> _TASK PROMPT_
Recast the records as a numbered list, running from the first line of the records through the line that contains "point(354, 64)", both included, and leave out any blank lines.

> _ROWS_
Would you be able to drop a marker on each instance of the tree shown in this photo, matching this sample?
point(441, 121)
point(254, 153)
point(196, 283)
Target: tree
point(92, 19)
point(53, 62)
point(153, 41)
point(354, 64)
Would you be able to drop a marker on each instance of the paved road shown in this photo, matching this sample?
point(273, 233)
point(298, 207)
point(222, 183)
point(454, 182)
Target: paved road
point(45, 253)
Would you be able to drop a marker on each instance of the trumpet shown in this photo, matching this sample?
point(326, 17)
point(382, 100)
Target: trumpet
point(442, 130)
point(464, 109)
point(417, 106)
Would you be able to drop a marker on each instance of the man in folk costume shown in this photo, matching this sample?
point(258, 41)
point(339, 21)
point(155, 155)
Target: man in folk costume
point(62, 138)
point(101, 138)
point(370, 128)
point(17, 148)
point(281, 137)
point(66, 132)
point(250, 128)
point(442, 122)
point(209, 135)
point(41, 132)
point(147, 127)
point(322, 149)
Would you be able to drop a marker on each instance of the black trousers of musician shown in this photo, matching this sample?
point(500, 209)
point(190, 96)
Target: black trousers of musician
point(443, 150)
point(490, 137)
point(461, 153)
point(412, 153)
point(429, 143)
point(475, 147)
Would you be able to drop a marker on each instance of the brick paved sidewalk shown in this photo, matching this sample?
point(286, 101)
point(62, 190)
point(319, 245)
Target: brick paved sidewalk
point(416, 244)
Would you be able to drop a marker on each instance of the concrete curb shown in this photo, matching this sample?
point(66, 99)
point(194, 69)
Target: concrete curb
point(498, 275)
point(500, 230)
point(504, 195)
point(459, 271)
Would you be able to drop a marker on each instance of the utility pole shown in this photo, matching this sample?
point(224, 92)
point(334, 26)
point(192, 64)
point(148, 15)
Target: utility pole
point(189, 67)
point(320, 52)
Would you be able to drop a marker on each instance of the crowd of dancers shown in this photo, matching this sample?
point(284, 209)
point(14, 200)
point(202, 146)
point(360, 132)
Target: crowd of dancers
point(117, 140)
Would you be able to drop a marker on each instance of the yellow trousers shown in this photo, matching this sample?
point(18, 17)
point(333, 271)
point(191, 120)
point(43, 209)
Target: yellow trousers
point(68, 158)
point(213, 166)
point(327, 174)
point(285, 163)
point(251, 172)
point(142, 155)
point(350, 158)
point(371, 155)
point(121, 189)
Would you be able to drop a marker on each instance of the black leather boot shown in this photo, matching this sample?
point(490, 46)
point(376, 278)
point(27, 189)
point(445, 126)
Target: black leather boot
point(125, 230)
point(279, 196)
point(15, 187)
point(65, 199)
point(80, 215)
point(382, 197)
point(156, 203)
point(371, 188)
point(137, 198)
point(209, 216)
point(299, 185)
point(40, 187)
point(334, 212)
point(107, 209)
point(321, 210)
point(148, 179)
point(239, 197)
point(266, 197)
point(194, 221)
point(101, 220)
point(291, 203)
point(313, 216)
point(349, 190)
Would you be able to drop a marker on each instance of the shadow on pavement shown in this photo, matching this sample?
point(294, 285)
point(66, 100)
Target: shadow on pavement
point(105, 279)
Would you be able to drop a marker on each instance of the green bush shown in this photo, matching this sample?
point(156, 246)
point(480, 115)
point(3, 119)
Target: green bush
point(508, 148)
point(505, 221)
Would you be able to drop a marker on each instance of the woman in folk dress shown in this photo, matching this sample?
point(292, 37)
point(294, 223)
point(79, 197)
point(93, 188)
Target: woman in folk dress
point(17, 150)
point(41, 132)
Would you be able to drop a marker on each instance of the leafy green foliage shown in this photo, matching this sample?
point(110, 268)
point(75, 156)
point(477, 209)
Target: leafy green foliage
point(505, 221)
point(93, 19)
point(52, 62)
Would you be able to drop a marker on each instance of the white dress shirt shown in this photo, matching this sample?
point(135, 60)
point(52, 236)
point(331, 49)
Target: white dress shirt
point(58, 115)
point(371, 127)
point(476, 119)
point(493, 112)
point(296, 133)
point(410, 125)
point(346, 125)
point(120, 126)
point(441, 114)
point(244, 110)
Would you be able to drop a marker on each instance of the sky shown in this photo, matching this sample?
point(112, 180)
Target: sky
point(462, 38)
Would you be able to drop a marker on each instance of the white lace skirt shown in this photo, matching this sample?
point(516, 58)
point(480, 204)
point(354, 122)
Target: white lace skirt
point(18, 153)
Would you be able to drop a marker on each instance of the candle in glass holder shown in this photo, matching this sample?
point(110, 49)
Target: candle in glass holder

> _CORRECT RESPONSE_
1. Would you be able to drop a marker on each instance of the tree shown in this photo, matching this sample?
2. point(441, 121)
3. point(254, 153)
4. point(196, 283)
5. Target: tree
6. point(92, 19)
7. point(53, 62)
8. point(153, 41)
9. point(354, 64)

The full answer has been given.